**The request**
Print the stretch of the meta-analysis workflow text from "id,layout,forward_primer,reverse_primer,trunc_f,trunc_r,location" through "entry for each study." word for word.

Simple meta analysis

This is a strategy for a simple meta-analysis nextflow workflow. Here "simple" means that all you individual processing steps are already expected to run on all the data in a single study. This would be the case for Qiime2 analyses for instance because each Qiime2 always operates on all data from a study.

Here we first have a main table that lists the studies with the required parameters/settings for each study.

main table

id,layout,forward_primer,reverse_primer,trunc_f,trunc_r,location
study 1,paired,ACG,TGC,220,200,study_1
study 2,single,ACT,GCT,220,0,study_2

The nextflow pipeline then reads the CSV and passed the study information as value in all the steps. The initial channel has one entry for each study.

pipeline example

#!/usr/bin/env nextflow

params.data = "${launchDir}"
params.studies = "${params.data}/studies.csv"
params.visualize = true

workflow {
    // Read the studies table
    studies = Channel.fromPath(params.studies)
        .splitCsv(header: true, sep: ",")

    // Do some work on the studies

    studies | import_data | step1

    // Visualize if desired
    if (params.visualize) {
        visualize(import_data.out)

**Given records**
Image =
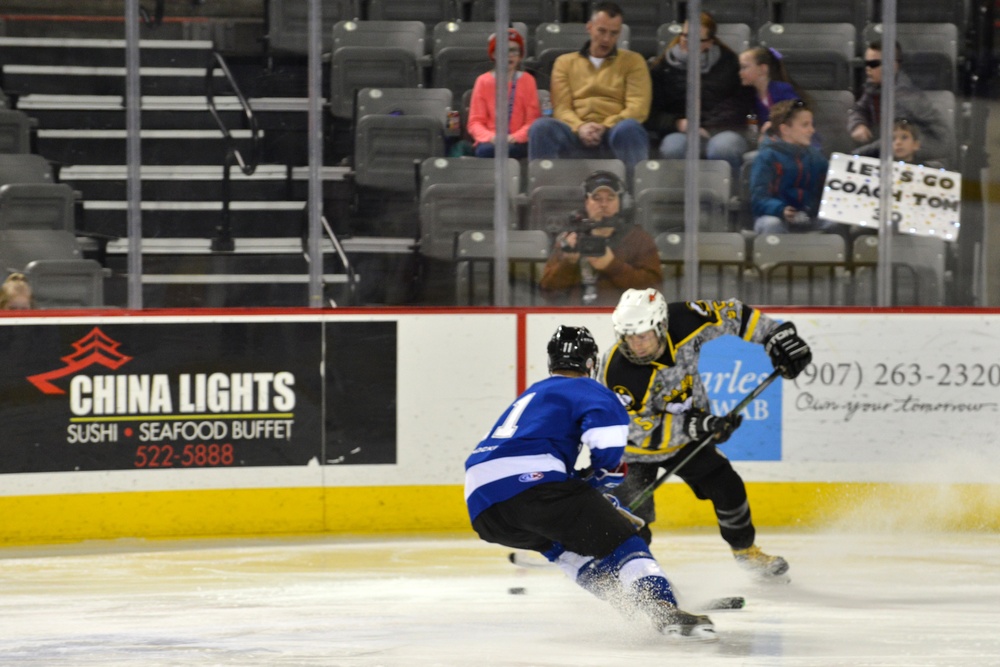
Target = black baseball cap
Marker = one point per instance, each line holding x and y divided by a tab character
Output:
603	179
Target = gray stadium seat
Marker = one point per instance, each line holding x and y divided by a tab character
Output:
288	23
801	269
456	195
722	260
855	12
428	12
830	109
16	128
737	36
66	283
24	168
816	55
386	144
918	270
530	12
554	39
659	195
374	54
754	13
930	52
475	251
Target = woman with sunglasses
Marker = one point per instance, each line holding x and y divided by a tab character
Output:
723	101
864	119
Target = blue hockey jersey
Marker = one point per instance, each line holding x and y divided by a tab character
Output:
539	437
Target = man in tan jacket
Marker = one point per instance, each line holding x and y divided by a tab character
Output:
600	97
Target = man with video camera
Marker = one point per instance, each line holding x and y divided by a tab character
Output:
601	252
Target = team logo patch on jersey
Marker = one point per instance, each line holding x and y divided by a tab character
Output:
624	395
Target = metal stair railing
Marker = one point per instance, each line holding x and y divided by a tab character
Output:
223	240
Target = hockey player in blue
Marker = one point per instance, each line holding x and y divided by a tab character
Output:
523	492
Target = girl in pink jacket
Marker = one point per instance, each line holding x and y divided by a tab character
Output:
522	105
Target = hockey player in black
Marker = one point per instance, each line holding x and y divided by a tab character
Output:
654	365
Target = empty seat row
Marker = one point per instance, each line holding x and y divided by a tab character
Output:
773	270
287	20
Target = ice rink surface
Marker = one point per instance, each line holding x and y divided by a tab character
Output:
860	600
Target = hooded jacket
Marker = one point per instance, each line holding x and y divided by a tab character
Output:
785	174
937	139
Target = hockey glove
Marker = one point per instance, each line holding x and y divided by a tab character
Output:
789	353
605	480
699	425
631	518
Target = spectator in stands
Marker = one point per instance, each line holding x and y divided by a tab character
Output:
15	293
864	119
787	176
522	106
763	71
723	100
602	252
906	144
600	97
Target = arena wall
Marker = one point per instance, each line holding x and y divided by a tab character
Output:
359	421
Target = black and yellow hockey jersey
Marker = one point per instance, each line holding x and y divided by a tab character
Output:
671	385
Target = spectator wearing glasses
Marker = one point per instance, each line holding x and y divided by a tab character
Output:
864	119
600	97
522	100
787	176
723	100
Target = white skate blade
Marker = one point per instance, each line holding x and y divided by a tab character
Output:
698	633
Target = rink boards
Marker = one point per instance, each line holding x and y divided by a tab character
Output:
359	422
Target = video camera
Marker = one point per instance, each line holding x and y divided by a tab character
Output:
587	244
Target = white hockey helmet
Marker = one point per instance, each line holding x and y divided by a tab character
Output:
639	311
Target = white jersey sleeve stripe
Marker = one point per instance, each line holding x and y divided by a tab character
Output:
606	437
508	466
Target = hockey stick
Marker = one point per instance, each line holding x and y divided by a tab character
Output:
647	493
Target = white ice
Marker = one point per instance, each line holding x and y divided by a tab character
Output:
858	600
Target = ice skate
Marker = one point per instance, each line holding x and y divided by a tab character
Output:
679	624
763	566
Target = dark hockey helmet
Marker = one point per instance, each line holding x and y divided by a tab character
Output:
573	349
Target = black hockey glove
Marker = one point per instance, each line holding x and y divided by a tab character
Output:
699	424
789	353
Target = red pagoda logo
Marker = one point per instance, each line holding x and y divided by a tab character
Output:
93	349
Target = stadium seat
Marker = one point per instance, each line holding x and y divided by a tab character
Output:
816	55
918	270
554	39
374	54
736	36
66	283
16	128
855	12
475	253
288	23
459	53
830	109
722	262
930	52
397	127
801	269
659	195
24	168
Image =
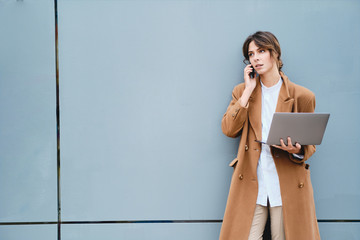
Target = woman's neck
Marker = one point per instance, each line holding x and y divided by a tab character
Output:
269	79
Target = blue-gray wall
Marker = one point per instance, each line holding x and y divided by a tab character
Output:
143	86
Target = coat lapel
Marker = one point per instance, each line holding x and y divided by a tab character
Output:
285	104
285	101
255	109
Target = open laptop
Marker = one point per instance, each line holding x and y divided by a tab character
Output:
304	128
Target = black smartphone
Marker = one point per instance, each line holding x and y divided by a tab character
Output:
252	74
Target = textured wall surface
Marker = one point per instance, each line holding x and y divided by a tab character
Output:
143	86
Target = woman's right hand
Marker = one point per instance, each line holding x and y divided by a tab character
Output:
250	83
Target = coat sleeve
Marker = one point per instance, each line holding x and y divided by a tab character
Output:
308	150
235	115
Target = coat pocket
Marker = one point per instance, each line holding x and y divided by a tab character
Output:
233	163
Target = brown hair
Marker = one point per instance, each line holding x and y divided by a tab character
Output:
265	40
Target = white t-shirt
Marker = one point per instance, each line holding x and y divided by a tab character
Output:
268	179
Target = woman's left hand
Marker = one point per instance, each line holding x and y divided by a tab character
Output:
290	147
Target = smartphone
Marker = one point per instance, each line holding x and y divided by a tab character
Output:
252	74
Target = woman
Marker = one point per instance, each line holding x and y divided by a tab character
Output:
276	178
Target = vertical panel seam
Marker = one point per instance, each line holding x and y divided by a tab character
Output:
57	123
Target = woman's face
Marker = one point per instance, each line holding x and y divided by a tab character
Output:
261	59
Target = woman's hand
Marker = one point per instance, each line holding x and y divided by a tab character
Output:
250	83
289	148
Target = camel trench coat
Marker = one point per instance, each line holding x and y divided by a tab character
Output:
299	216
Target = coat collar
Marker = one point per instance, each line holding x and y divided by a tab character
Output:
285	104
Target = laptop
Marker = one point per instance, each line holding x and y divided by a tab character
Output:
304	128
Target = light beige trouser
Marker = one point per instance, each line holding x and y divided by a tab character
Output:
259	222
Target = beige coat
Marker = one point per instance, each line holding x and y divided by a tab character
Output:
294	175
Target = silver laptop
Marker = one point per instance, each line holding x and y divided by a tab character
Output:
304	128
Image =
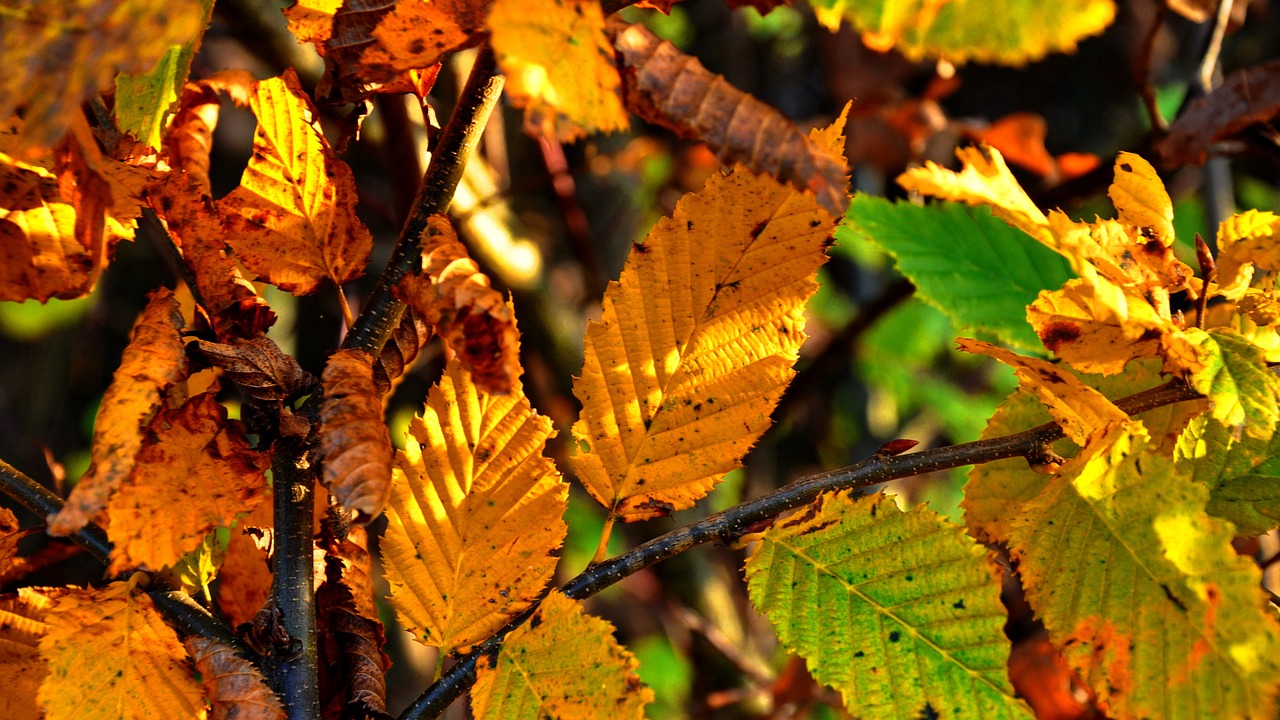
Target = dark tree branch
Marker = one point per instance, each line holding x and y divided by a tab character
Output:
732	523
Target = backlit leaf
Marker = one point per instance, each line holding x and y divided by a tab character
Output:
110	655
560	664
474	519
558	65
195	472
293	220
355	447
1010	32
695	343
899	611
236	689
152	361
1142	591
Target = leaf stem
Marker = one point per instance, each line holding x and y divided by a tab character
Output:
457	142
737	520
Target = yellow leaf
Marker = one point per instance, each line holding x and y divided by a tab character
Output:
195	472
292	219
558	65
1075	406
560	664
152	361
237	691
110	655
695	343
475	514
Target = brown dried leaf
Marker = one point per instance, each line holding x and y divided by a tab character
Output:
152	361
673	90
401	349
236	689
355	447
195	472
1247	98
456	299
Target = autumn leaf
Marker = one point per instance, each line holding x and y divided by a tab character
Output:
292	219
355	449
193	473
110	655
64	53
152	361
474	519
1010	32
236	689
918	606
668	87
453	296
558	65
560	664
695	343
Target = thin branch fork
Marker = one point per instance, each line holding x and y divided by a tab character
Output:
728	525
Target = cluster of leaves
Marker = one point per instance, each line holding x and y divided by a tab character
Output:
1121	534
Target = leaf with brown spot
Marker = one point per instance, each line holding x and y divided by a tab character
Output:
355	447
456	299
195	472
152	361
236	689
292	219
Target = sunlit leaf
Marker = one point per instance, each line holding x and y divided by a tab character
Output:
474	519
152	361
560	664
110	655
558	65
695	343
899	611
293	220
195	472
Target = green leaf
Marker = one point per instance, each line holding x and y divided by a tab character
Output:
1141	589
899	611
142	100
976	268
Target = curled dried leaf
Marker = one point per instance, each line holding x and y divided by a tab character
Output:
456	299
353	443
673	90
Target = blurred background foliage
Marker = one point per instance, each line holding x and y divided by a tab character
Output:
553	223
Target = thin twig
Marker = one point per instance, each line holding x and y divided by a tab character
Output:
731	524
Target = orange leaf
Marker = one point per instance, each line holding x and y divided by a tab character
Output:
293	220
355	449
112	655
195	473
455	297
236	689
152	361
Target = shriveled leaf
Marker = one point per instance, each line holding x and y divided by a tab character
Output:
456	300
560	664
1142	591
236	689
59	54
474	520
976	268
152	361
110	655
1010	32
695	343
195	472
355	447
899	611
668	87
558	65
292	219
22	624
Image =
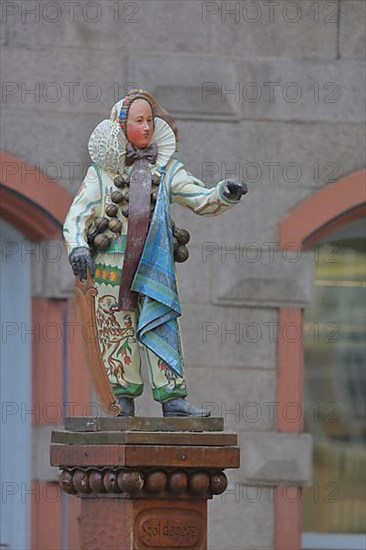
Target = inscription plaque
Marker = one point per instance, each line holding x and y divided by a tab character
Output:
161	528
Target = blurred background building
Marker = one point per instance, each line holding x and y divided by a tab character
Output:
268	92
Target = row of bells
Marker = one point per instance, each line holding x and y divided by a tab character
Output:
96	234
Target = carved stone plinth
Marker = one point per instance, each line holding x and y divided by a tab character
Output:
144	482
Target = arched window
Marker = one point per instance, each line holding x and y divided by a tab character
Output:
335	387
329	221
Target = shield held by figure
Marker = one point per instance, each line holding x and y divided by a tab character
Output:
85	300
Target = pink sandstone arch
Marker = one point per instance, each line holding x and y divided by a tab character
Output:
37	207
310	221
33	204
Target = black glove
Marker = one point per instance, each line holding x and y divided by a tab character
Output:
81	259
235	189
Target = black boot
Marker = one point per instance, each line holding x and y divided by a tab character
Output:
181	407
127	405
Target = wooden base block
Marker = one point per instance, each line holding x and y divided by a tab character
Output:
144	524
144	483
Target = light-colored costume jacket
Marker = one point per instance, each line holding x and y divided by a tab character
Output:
155	276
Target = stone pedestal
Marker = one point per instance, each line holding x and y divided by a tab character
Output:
144	482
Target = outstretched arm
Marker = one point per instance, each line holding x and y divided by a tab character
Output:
191	192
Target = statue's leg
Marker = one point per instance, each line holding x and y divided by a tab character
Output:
116	330
165	383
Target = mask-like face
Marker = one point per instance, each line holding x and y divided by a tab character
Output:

**Full output**
id,layout,forward_primer,reverse_primer,trunc_f,trunc_r,location
study 1,paired,ACG,TGC,220,200,study_1
study 2,single,ACT,GCT,220,0,study_2

The nextflow pipeline then reads the CSV and passed the study information as value in all the steps. The initial channel has one entry for each study.